### Task to carry out
List every row below that contains the word "brick", copying each one unchanged.

━━━

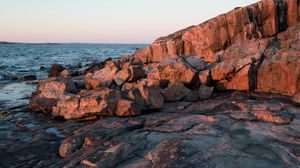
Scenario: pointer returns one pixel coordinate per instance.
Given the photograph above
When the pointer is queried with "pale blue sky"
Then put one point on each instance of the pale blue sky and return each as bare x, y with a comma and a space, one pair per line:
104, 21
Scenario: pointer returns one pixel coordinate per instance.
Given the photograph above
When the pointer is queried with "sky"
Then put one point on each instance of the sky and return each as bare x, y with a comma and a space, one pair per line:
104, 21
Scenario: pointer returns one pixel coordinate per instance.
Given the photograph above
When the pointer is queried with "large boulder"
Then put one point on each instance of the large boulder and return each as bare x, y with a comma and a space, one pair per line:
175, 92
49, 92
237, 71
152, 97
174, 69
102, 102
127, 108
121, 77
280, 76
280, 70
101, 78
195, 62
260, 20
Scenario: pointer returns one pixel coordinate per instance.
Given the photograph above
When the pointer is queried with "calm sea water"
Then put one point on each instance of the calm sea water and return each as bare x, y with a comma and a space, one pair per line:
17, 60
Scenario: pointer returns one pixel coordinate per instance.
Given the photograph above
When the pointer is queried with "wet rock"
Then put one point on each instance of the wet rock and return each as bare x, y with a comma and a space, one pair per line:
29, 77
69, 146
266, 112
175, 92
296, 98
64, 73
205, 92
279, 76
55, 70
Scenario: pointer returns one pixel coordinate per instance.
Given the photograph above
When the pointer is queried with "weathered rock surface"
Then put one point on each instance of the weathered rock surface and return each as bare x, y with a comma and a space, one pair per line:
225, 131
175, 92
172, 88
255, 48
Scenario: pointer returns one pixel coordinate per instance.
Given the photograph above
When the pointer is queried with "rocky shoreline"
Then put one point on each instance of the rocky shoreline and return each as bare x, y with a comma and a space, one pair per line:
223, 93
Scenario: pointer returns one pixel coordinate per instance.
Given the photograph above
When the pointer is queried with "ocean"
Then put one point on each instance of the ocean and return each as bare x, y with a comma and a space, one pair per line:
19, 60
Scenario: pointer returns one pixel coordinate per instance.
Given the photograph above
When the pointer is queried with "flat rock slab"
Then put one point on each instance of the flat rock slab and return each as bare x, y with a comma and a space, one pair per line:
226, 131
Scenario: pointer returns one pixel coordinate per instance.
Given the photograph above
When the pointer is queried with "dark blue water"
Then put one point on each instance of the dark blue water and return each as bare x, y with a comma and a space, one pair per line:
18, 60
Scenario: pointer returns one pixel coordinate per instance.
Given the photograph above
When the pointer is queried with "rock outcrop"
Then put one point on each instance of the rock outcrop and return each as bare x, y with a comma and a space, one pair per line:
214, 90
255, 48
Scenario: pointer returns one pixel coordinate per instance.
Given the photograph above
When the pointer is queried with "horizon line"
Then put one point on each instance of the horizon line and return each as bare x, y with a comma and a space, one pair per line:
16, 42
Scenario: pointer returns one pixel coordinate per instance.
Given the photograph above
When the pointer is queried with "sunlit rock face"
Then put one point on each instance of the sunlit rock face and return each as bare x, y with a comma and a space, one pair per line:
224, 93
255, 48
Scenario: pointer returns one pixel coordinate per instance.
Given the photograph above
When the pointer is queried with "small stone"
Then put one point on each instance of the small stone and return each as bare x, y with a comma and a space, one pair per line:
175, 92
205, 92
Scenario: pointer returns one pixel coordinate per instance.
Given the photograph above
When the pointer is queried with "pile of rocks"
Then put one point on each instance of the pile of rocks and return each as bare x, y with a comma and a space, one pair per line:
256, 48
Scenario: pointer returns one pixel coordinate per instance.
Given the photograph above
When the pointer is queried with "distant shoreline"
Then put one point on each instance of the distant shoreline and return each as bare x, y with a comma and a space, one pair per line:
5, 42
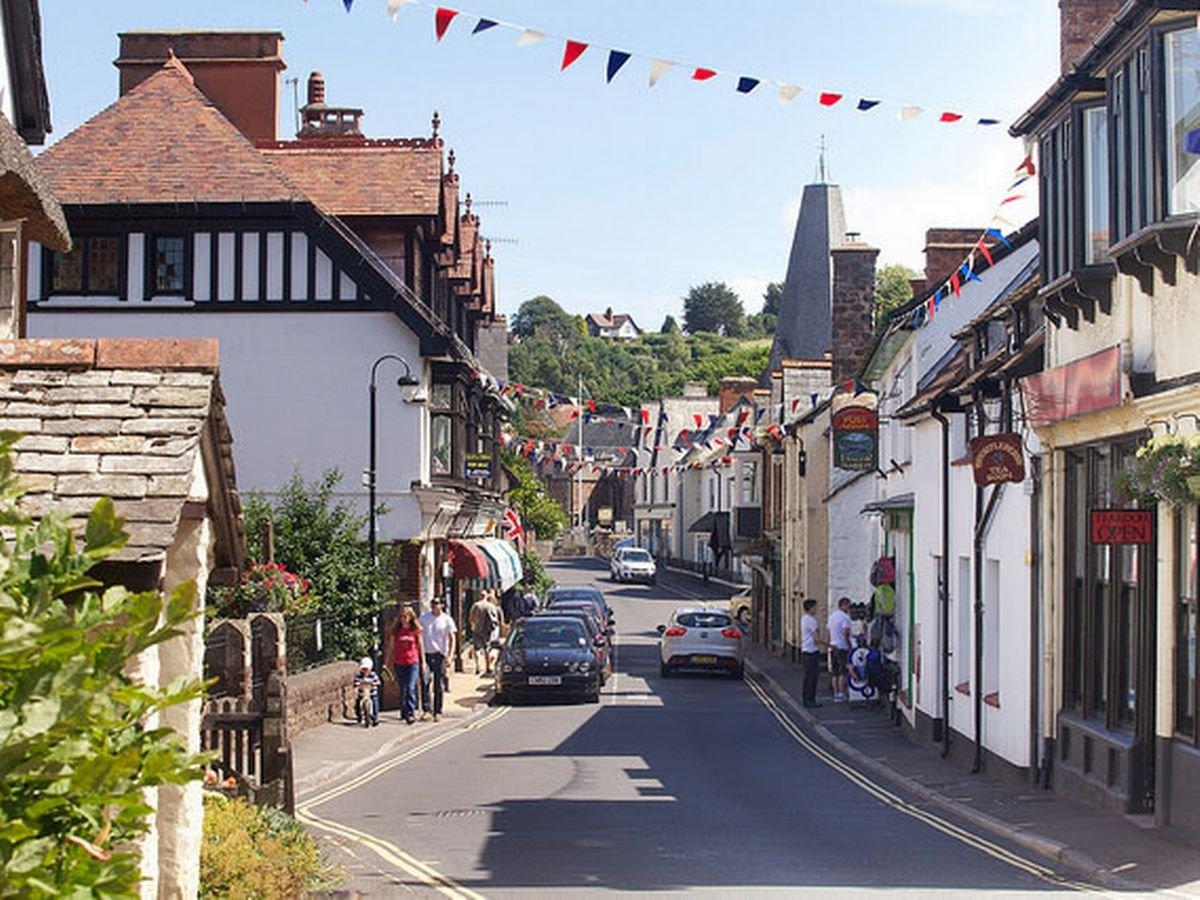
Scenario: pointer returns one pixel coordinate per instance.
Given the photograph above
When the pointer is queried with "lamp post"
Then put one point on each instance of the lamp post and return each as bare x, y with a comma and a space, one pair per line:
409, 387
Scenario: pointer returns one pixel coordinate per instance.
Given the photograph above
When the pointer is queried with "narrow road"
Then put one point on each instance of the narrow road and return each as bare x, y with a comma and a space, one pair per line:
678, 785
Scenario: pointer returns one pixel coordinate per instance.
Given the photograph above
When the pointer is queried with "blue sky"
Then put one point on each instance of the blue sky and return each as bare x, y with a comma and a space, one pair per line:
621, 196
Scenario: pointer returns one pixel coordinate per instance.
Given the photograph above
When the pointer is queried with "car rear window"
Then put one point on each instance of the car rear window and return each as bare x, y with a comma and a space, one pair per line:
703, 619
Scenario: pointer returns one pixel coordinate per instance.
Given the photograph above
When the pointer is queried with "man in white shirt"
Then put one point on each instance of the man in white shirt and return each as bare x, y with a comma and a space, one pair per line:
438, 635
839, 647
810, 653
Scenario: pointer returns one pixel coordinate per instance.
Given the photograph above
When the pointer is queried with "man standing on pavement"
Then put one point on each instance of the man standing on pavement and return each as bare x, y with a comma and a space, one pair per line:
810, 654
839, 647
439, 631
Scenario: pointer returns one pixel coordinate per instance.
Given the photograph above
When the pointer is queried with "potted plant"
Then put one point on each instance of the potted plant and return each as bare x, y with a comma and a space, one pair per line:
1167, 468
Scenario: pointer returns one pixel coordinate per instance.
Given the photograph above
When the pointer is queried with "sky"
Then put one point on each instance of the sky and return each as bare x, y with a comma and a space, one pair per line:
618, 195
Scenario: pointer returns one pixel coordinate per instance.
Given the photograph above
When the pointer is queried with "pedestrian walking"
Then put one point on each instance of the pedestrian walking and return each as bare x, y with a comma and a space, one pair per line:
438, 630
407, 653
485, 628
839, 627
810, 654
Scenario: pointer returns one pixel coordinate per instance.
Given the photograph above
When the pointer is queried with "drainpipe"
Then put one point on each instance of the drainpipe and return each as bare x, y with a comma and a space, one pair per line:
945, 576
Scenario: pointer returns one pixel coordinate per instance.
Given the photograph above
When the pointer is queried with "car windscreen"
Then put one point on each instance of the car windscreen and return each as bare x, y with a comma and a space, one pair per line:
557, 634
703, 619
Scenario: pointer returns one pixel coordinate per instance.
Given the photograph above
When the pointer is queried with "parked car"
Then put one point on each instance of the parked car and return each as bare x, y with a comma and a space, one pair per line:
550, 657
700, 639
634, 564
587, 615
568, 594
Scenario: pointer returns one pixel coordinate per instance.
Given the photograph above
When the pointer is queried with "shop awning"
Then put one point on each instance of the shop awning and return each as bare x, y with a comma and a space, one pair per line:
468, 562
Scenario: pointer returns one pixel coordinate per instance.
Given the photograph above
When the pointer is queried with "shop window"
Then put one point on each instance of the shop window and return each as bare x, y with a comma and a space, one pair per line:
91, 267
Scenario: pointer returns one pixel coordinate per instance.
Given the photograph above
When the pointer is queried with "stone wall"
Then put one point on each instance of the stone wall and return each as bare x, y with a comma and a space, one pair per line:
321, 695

━━━

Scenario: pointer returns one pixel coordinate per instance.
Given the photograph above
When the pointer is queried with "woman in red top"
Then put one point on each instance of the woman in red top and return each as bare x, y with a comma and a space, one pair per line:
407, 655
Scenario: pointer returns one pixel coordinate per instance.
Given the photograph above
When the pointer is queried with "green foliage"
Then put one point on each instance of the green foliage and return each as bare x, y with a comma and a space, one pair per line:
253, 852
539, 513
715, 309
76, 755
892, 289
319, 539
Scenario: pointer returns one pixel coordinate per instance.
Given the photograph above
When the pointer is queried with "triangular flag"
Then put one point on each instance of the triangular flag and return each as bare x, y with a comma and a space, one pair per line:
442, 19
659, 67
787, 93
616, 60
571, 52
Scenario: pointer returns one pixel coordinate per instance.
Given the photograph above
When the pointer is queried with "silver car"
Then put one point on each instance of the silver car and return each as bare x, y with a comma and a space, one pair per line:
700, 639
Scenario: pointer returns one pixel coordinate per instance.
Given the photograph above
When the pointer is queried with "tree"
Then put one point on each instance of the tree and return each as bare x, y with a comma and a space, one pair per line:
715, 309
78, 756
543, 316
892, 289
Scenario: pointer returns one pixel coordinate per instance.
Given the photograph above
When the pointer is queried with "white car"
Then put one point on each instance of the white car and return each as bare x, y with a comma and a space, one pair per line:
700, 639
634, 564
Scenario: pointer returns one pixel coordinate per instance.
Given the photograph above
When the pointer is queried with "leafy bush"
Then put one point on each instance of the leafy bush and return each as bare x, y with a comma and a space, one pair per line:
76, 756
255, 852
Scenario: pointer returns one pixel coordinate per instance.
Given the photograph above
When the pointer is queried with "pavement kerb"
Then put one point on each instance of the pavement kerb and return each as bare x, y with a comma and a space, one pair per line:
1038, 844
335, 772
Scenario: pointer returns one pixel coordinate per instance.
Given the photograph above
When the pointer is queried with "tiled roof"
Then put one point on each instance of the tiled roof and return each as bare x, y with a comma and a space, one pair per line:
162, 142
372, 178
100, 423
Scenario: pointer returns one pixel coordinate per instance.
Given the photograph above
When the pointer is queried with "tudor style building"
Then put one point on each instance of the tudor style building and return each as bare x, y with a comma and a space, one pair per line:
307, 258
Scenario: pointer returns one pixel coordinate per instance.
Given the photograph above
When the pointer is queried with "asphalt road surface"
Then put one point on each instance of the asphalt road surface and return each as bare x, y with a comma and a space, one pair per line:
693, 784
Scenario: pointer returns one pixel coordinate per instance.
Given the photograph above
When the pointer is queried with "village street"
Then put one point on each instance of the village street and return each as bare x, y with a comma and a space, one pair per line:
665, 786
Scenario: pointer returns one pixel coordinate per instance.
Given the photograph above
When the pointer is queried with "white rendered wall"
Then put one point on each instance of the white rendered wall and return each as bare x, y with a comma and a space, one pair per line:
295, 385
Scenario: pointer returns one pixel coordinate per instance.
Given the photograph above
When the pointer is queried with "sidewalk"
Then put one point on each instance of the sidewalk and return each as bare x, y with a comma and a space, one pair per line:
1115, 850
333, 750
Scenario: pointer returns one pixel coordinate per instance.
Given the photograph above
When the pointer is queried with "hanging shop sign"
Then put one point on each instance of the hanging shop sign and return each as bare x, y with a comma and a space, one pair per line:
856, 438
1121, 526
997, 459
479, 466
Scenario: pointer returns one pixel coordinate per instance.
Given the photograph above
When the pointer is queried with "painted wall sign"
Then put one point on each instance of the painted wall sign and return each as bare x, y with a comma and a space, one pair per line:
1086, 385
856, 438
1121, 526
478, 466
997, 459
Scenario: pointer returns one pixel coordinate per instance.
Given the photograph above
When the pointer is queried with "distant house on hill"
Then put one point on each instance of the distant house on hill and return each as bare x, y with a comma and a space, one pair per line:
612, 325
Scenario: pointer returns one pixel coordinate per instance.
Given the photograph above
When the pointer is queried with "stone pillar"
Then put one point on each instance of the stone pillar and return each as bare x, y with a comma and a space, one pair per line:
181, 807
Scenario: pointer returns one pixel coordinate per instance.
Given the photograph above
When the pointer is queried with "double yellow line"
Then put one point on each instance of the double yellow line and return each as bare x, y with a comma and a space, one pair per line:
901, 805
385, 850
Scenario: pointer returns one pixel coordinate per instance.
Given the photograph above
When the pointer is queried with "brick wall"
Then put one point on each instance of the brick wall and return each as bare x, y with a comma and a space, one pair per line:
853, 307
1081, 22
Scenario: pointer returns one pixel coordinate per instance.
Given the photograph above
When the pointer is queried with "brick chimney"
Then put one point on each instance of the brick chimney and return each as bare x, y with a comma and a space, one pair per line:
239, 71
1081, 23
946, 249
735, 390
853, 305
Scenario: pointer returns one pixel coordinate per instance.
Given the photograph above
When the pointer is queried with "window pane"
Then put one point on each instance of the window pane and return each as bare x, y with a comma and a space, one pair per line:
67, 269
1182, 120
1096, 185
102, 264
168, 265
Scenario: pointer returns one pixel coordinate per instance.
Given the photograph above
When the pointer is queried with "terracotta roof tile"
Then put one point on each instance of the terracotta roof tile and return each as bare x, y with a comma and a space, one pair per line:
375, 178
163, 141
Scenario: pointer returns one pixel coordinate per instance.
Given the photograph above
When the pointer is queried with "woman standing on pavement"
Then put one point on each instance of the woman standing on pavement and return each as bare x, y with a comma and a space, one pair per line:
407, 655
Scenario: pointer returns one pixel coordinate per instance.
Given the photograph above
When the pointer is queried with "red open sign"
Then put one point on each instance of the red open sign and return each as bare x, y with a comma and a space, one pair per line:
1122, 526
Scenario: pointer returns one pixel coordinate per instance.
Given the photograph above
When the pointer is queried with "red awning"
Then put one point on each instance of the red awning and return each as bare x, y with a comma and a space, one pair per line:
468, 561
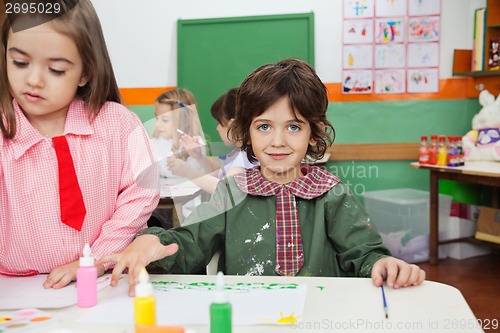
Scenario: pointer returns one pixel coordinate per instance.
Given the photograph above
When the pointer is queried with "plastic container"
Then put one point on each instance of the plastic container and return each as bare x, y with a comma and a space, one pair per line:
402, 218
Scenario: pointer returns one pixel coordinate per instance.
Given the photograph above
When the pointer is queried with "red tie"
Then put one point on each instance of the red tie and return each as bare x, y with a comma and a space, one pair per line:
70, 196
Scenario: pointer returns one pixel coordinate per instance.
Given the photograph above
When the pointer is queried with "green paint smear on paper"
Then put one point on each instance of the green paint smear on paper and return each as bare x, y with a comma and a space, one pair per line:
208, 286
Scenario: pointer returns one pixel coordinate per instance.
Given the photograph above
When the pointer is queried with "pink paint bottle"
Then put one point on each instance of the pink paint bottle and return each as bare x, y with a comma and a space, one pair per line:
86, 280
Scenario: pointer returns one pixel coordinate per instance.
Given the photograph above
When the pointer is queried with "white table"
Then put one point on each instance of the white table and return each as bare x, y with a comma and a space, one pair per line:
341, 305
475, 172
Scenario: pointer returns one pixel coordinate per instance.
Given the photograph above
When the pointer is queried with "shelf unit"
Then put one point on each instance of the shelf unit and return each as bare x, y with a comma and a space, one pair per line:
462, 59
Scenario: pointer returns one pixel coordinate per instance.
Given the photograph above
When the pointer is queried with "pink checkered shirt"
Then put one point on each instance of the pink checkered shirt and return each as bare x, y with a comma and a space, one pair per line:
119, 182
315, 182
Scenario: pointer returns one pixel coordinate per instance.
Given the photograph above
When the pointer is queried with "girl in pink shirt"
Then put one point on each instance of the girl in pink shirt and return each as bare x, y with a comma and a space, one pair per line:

━━━

### Answer for this exercise
When the pointer is queried with "brick wall"
Then put one point on each instance of the brick wall and return each as bare x, y with a comma and a space, one pair per line:
When the pointer is queried with "brick chimney"
Then put one point on each instance of the brick chimney and return each as bare x, y with a comma and a space, one pair per line:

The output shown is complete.